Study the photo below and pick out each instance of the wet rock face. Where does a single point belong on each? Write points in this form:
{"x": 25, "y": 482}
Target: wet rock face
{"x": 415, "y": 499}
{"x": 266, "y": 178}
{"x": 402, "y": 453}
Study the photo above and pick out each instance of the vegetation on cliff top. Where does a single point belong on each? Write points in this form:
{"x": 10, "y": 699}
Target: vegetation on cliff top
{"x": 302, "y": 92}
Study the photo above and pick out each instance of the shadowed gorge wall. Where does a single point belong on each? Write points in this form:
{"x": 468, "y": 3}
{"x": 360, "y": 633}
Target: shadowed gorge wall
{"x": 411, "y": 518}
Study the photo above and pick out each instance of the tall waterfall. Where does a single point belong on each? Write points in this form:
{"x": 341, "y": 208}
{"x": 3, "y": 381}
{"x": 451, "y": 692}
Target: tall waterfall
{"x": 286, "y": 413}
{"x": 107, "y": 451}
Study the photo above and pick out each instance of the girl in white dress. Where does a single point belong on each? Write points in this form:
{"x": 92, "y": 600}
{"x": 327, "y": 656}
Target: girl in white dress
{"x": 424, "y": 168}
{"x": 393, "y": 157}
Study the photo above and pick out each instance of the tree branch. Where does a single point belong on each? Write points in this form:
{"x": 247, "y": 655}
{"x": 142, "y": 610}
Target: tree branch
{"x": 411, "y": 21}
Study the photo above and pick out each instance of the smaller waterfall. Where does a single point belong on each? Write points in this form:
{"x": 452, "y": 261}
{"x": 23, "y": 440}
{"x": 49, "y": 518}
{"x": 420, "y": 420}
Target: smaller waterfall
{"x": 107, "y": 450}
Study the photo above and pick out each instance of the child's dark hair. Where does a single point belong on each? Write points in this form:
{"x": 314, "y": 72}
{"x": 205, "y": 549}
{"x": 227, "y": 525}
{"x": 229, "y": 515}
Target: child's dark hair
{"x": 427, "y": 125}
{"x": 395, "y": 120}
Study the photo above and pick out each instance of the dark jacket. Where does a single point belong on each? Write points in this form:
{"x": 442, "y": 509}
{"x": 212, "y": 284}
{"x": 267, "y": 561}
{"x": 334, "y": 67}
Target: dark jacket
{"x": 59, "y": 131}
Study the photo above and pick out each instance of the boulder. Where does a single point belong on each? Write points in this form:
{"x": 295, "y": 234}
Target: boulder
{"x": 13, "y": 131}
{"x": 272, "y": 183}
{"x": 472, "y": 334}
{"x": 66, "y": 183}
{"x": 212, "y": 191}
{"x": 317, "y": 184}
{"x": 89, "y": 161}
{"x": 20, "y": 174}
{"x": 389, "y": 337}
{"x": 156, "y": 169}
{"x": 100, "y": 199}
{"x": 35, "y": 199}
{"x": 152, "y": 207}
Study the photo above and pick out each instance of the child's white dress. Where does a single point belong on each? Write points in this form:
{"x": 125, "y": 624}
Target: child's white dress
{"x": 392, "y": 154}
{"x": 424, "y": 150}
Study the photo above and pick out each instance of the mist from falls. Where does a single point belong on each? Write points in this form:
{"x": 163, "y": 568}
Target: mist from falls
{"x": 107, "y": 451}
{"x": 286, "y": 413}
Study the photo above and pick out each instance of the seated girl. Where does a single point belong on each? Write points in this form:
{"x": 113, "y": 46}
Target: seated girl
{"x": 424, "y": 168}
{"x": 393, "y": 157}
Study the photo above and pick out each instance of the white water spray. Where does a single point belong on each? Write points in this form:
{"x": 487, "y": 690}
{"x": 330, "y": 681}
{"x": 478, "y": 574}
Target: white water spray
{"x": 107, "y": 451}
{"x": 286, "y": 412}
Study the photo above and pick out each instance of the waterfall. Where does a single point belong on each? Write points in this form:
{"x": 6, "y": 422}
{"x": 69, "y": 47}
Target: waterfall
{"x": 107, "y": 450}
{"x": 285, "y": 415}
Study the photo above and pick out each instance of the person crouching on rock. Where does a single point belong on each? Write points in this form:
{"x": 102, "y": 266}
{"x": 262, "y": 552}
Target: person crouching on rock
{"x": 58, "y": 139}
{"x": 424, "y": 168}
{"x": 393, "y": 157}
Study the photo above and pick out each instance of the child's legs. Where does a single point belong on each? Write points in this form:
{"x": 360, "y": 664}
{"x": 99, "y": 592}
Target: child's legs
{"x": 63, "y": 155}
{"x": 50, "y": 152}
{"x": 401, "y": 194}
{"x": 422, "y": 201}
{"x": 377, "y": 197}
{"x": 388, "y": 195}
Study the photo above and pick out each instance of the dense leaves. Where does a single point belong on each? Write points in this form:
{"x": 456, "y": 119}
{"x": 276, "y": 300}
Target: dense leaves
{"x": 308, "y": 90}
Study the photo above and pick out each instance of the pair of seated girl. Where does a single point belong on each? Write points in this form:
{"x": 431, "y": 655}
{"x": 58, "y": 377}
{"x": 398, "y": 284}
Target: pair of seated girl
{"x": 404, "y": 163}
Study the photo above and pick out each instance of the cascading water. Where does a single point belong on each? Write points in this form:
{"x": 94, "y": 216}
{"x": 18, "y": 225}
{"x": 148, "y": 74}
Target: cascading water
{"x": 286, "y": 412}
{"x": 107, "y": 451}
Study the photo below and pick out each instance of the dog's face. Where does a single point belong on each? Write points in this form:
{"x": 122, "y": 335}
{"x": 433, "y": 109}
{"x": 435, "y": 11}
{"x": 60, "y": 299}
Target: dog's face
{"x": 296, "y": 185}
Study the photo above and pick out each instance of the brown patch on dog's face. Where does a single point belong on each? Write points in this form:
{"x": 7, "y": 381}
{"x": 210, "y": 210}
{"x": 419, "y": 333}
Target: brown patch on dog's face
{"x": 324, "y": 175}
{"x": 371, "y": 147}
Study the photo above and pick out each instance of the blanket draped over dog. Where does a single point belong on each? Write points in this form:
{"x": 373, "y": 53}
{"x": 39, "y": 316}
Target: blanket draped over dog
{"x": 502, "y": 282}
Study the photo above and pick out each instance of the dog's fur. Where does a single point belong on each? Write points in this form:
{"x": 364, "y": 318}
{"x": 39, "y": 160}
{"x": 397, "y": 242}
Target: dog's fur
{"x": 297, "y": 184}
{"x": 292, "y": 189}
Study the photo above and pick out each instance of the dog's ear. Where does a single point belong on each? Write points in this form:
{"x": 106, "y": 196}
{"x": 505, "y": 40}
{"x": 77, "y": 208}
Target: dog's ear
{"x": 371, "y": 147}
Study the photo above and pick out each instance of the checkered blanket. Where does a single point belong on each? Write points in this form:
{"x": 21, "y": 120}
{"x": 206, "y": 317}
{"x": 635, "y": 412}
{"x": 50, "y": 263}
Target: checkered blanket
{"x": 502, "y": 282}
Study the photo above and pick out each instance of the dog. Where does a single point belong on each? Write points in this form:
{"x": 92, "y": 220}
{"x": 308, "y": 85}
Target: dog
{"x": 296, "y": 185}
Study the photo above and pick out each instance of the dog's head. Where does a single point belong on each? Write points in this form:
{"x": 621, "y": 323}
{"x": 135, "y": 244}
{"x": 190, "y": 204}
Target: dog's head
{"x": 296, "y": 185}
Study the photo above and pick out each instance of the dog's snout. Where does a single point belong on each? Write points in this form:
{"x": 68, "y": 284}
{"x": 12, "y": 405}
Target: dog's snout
-=-=-=-=-
How to complete this task:
Show every line above where "snout" is found.

Output:
Study the photo above and pick out each instance of the dog's snout. Where does a single point belong on each? Write points in this form:
Target: dog's snout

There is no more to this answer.